◆ **TEKS YANG DITAMPILKAN**:
______

Walaupun Al-Qur’an merupakan Kalamullah yang disampaikan melalui perkataan Nabi tidak berarti Al-Qur’an adalah perkataan Nabi. Karena ada yang beranggapan jika Nabi atau Rasull-Nya berbahasa Ibrani maka Kalamullahnya akan berbahasa Ibrani dan ketika Nabi-Nya berbahasa Arab maka kalam Allah akan berbahasa Arab dengan kata lain firman Allah itu bertrasformasi dalam bahasa Tuhan menjadi bahasa manusia sehingga ada perubahan kalam Allah berubah menjadi kalam manusia atau dengan kata lain kalam Tuhan tidak murni lagi. Ini sebenarnya logika yang sifatnya menduga-duga (hipotesa).

______

◆ **DATA**:
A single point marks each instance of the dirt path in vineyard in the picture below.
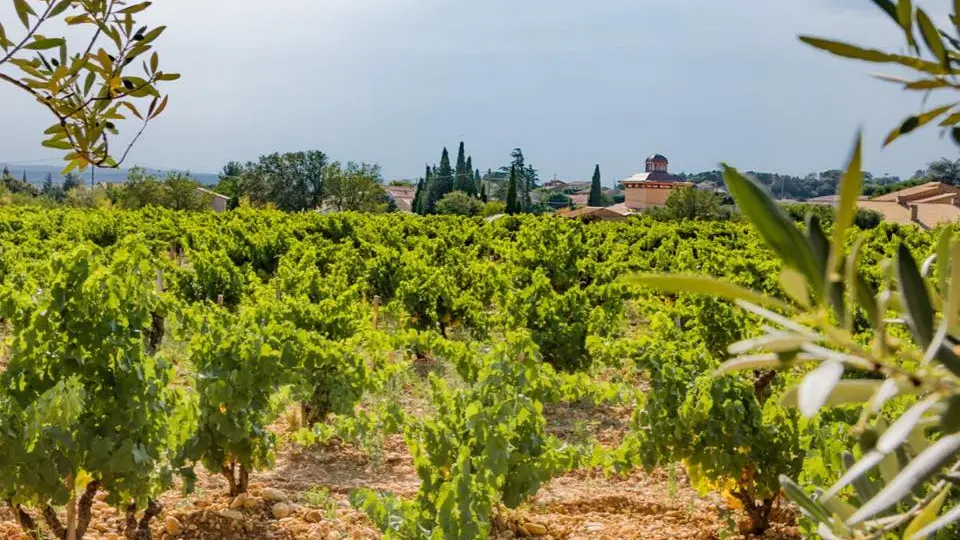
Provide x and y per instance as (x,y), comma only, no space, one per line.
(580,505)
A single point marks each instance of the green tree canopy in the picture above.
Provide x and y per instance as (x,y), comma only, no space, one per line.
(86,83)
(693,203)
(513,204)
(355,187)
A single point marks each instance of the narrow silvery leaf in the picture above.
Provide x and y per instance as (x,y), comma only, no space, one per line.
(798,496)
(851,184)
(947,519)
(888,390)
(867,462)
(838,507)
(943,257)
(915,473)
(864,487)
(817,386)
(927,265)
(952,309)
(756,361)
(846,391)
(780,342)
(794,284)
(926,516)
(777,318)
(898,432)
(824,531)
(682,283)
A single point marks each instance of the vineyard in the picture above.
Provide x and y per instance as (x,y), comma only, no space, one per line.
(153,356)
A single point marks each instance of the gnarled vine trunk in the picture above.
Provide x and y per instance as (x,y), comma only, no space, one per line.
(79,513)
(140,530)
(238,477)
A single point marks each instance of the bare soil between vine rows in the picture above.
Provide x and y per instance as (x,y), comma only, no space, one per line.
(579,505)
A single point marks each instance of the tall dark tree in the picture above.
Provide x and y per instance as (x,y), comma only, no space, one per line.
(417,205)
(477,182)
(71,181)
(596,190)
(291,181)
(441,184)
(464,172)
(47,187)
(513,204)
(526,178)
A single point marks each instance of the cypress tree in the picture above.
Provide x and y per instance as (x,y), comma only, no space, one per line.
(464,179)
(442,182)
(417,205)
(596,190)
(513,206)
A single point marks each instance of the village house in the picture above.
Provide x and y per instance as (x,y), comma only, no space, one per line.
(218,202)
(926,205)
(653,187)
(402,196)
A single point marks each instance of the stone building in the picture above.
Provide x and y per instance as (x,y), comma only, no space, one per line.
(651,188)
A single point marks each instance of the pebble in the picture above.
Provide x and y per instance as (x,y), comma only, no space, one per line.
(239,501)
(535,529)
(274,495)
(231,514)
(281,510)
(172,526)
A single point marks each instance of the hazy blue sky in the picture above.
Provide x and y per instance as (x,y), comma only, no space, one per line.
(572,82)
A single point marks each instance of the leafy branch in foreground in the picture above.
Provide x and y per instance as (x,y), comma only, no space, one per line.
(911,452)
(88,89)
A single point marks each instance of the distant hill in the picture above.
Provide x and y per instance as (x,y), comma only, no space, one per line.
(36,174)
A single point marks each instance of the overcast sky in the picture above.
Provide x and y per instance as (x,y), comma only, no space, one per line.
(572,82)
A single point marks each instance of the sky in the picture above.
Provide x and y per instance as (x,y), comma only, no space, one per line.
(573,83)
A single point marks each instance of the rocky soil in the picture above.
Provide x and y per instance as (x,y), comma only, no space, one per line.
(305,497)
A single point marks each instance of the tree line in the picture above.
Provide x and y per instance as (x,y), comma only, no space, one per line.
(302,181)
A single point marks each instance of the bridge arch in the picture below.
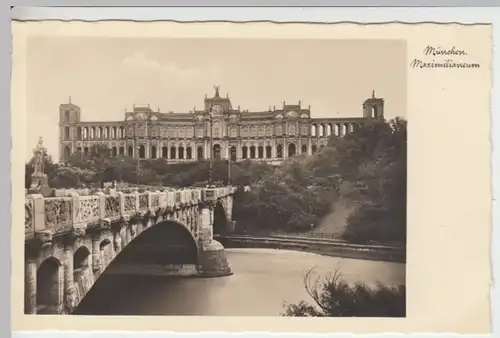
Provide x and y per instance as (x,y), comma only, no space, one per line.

______

◆ **YANG DITANYAKAN**:
1. Menurut teks tentang Al-Qur’an, anggapan bahwa kalam Allah berubah menjadi kalam manusia disebut sebagai logika yang sifatnya apa?
2. Tuliskan ulang seluruh bagian teks tentang Al-Qur’an mulai dari "Walaupun Al-Qur’an merupakan" terus sampai "sifatnya menduga-duga (hipotesa).", tanpa mengubah apa pun.

◆ **JAWABAN BENAR**:
1. Sifatnya menduga-duga (hipotesa).

2.
Walaupun Al-Qur’an merupakan Kalamullah yang disampaikan melalui perkataan Nabi tidak berarti Al-Qur’an adalah perkataan Nabi. Karena ada yang beranggapan jika Nabi atau Rasull-Nya berbahasa Ibrani maka Kalamullahnya akan berbahasa Ibrani dan ketika Nabi-Nya berbahasa Arab maka kalam Allah akan berbahasa Arab dengan kata lain firman Allah itu bertrasformasi dalam bahasa Tuhan menjadi bahasa manusia sehingga ada perubahan kalam Allah berubah menjadi kalam manusia atau dengan kata lain kalam Tuhan tidak murni lagi. Ini sebenarnya logika yang sifatnya menduga-duga (hipotesa).